═══ DATA EXTRACT

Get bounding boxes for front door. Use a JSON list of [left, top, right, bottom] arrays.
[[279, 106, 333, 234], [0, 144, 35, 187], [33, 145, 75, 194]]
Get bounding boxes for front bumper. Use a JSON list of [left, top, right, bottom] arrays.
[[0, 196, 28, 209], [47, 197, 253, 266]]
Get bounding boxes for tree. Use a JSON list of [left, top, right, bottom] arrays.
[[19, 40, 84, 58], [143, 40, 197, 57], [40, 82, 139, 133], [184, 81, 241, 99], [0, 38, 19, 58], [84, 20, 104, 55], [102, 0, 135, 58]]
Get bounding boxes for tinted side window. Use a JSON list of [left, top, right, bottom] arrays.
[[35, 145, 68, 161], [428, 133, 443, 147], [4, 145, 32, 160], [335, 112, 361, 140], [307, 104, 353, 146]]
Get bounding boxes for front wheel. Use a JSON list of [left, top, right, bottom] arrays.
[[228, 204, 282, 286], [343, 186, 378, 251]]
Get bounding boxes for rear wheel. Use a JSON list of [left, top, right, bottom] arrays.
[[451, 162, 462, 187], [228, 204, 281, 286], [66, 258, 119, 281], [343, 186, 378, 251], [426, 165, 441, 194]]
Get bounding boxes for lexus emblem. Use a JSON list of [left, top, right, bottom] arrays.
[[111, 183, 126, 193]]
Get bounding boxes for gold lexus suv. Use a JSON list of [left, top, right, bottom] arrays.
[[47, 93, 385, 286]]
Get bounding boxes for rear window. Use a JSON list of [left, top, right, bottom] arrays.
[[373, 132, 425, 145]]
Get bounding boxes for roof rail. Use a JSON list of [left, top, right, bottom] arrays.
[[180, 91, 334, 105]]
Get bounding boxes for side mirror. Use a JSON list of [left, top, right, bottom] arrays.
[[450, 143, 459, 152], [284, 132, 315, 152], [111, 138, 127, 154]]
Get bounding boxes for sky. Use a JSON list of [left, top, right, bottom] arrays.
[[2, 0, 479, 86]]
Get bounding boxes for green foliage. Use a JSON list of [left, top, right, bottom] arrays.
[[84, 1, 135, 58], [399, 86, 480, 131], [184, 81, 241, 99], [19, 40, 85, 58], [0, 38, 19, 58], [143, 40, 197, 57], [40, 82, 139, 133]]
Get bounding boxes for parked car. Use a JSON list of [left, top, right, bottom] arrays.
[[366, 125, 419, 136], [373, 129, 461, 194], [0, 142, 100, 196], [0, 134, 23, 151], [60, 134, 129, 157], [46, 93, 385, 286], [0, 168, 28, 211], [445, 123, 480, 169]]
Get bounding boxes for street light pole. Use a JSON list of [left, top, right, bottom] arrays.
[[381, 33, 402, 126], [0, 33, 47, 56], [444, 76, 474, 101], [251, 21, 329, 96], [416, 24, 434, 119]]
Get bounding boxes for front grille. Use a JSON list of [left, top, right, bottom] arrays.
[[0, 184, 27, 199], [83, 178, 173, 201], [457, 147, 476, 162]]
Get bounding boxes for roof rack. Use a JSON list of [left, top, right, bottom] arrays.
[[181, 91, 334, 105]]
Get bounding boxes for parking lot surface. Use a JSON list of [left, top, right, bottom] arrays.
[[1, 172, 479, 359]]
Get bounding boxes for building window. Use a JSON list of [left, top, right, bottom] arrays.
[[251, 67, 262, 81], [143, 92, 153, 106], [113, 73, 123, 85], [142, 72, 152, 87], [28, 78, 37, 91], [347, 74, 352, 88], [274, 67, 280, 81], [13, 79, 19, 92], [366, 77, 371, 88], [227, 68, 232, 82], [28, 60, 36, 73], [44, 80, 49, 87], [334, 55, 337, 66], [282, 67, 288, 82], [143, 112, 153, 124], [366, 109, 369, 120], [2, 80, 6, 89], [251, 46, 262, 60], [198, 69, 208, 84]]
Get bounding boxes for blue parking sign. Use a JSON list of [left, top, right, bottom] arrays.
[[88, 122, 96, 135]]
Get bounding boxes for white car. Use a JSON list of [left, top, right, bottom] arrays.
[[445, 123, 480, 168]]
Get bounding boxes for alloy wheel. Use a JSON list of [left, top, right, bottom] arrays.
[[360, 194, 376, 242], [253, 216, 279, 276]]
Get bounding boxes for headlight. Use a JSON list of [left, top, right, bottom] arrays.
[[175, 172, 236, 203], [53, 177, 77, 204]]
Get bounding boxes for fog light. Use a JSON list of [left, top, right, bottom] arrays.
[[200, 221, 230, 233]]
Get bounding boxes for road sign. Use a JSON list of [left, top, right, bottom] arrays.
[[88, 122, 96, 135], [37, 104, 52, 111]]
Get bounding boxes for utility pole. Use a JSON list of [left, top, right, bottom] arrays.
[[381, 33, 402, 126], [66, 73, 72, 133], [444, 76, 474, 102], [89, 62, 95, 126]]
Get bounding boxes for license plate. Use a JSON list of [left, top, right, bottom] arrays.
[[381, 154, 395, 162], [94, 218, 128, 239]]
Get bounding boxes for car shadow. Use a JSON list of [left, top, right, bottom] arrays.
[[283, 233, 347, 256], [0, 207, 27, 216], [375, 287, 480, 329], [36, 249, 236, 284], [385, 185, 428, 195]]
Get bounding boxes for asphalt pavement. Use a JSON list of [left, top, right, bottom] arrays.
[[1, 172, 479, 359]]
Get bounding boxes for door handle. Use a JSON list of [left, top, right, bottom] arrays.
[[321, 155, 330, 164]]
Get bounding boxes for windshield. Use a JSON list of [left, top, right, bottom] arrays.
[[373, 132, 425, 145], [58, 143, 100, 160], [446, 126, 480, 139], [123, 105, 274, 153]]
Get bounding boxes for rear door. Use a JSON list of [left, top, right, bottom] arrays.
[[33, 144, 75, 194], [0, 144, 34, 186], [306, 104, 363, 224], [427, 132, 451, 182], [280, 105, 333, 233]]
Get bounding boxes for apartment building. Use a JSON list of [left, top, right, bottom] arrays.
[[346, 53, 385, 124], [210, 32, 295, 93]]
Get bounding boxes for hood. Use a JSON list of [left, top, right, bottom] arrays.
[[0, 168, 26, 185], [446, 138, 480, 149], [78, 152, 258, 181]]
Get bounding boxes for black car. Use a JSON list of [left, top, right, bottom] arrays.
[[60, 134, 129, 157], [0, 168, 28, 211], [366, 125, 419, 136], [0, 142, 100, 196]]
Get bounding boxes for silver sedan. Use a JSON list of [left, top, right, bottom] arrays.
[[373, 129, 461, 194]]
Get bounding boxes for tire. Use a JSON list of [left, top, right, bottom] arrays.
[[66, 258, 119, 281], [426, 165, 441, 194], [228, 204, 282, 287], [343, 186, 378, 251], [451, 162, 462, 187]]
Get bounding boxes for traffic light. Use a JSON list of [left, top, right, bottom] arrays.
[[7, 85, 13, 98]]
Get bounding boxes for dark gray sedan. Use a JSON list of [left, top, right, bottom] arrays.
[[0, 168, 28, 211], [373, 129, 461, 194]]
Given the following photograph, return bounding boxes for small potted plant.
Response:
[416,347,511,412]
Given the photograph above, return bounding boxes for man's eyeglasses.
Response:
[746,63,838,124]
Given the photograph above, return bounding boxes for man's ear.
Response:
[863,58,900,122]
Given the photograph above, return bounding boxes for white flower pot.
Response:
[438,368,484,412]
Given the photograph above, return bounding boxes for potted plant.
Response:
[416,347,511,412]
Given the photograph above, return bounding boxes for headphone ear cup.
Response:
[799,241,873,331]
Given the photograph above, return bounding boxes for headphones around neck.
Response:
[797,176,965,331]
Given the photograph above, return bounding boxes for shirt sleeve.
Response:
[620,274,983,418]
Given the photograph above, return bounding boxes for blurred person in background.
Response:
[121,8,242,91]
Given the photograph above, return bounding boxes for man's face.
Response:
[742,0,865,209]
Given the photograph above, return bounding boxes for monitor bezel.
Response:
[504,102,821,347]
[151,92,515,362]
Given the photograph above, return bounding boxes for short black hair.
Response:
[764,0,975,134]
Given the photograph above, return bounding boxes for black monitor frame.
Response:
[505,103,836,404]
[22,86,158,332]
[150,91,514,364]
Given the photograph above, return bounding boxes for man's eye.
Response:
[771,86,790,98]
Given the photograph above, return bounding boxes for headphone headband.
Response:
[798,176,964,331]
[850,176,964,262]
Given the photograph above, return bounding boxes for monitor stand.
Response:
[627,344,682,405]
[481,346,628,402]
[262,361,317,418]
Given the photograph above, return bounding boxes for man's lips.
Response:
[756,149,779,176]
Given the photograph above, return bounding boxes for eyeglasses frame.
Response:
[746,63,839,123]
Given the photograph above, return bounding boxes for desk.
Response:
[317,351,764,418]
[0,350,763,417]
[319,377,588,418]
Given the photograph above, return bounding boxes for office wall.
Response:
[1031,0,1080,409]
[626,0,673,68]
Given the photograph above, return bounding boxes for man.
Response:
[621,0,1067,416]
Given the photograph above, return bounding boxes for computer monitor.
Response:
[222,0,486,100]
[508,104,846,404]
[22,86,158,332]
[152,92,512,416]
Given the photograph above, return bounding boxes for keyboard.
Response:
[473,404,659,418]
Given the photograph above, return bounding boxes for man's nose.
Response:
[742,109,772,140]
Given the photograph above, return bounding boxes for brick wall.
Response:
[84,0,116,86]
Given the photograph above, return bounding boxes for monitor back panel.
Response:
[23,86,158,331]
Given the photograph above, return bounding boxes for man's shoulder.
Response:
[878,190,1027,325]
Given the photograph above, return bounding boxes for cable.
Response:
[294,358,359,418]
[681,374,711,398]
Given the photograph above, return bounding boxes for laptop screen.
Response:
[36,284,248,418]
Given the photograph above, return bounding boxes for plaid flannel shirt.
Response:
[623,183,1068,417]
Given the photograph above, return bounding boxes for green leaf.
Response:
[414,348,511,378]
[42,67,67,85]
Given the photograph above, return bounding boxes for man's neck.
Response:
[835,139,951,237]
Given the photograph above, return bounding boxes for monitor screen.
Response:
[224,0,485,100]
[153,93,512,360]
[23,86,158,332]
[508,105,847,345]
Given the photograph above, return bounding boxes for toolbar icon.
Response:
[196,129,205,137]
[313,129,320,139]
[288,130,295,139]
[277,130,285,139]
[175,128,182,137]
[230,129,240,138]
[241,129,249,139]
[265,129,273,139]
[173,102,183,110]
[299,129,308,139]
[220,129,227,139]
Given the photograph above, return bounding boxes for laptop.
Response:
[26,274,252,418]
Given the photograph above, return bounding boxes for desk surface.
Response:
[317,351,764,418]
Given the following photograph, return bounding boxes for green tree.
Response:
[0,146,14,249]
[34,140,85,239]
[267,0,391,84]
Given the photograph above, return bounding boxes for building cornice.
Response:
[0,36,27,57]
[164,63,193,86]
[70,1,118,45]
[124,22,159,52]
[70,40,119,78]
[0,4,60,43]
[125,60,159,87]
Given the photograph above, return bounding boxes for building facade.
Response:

══════

TO DO: Each line in the data that holds the string "frame" must be returned.

TASK RESULT:
Given the photograph above, return bounding boxes for black monitor frame.
Given the photograph above, return bounding boxes for eyeglasses frame.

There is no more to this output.